**Goal**
Your task is to extract every line from the material below exactly.

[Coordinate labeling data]
--*--

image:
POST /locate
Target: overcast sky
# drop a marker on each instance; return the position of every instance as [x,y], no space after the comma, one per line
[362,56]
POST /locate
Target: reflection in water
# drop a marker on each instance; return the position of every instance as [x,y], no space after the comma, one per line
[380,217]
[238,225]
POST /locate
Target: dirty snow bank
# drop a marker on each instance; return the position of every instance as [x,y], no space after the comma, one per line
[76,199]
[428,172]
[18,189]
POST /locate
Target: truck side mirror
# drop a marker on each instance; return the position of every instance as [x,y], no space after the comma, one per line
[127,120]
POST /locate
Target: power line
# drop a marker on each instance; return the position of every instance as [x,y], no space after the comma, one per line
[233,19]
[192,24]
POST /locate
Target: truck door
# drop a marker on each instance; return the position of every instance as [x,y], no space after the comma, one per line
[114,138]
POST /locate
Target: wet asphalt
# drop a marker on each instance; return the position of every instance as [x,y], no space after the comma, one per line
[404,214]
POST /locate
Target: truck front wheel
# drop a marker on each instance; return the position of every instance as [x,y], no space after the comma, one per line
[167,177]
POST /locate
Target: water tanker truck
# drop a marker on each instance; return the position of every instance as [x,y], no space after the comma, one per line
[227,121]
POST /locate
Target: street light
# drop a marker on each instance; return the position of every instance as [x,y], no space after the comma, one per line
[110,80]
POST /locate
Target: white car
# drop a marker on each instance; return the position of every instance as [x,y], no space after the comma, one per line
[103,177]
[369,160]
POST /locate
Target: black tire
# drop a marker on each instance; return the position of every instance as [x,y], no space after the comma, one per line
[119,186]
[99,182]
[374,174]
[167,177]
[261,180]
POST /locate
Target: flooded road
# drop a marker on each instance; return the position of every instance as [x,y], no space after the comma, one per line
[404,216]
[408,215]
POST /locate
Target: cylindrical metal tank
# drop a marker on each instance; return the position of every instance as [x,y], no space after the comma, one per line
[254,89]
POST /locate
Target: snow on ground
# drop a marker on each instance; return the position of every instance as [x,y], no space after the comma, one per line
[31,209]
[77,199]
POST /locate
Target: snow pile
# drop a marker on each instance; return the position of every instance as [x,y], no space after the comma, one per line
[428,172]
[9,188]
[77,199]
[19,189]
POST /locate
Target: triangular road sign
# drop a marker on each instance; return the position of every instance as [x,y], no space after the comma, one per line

--*--

**Result for this exercise**
image:
POST /locate
Target: overcast sky
# drop a marker on each instance; return the position of every instance as [x,y], no space after the comma, one per line
[362,56]
POST /locate
Target: reflection in water
# drop a marker on each instance; return the position of every instance as [x,y], no space after the comma, one per line
[380,217]
[238,225]
POST /locate
Target: dirty snow bank
# drop a marker on each instance; return the position of every instance as [x,y], no space after the comma, one per line
[76,199]
[428,172]
[18,189]
POST /locate
Target: truck side mirror
# drop a marker on each instance; return the position of every instance as [x,y], no space after the comma, one per line
[127,120]
POST /locate
Target: power line
# drop a marker on each instance; return the position of every instance as [x,y], no space after the comma, one per line
[233,19]
[192,24]
POST /locate
Target: truck door
# drop a marker on each instance; return the position of every instance as [x,y], no space after the comma, one per line
[114,138]
POST /locate
Target: wet asphalt
# drop a marker on each instance; return the position of every instance as [x,y], no space after the comma, one per line
[404,214]
POST /locate
Target: truck front wheel
# drop a marker on each instance; return the position of every instance as [x,y], no space after the comma, one per line
[167,177]
POST /locate
Target: water tanker truck
# drop a marker on each instance; return the position of every instance as [x,y], no space after the comma, one per line
[227,121]
POST /locate
Target: street light
# drop a marker on each instance; return the position of every instance as [x,y], no space after the comma, one per line
[110,80]
POST /locate
Target: white car
# drop a marker on each instance; return the position of every instance as [x,y], no space after the comma, one per line
[103,177]
[369,160]
POST /locate
Target: black tire
# drop a marker on each instance; return the position of every instance as [x,y], no space after the comma, one per line
[119,186]
[99,182]
[374,174]
[167,177]
[261,180]
POST /locate
Target: flooded road
# drop a marker on each instance; return the position of every instance as [x,y], no space after the comma, one per line
[404,216]
[408,215]
POST /locate
Target: cylindrical metal tank
# drop a marker on each instance; return the position of every instance as [x,y], no space after the comma, one per line
[254,89]
POST /locate
Target: snow on ground
# drop a marker on each instance; return the position of every instance as [x,y], no space after the comma, one per line
[31,209]
[77,199]
POST /locate
Target: snow pile
# drop a marker on each instance; return the position of every instance as [x,y], no space after the comma, one per line
[428,172]
[9,188]
[77,199]
[19,189]
POST /locate
Target: triangular road sign
# drop a marker on each instance; return the position of every instance as [x,y], no space after the comma, one per line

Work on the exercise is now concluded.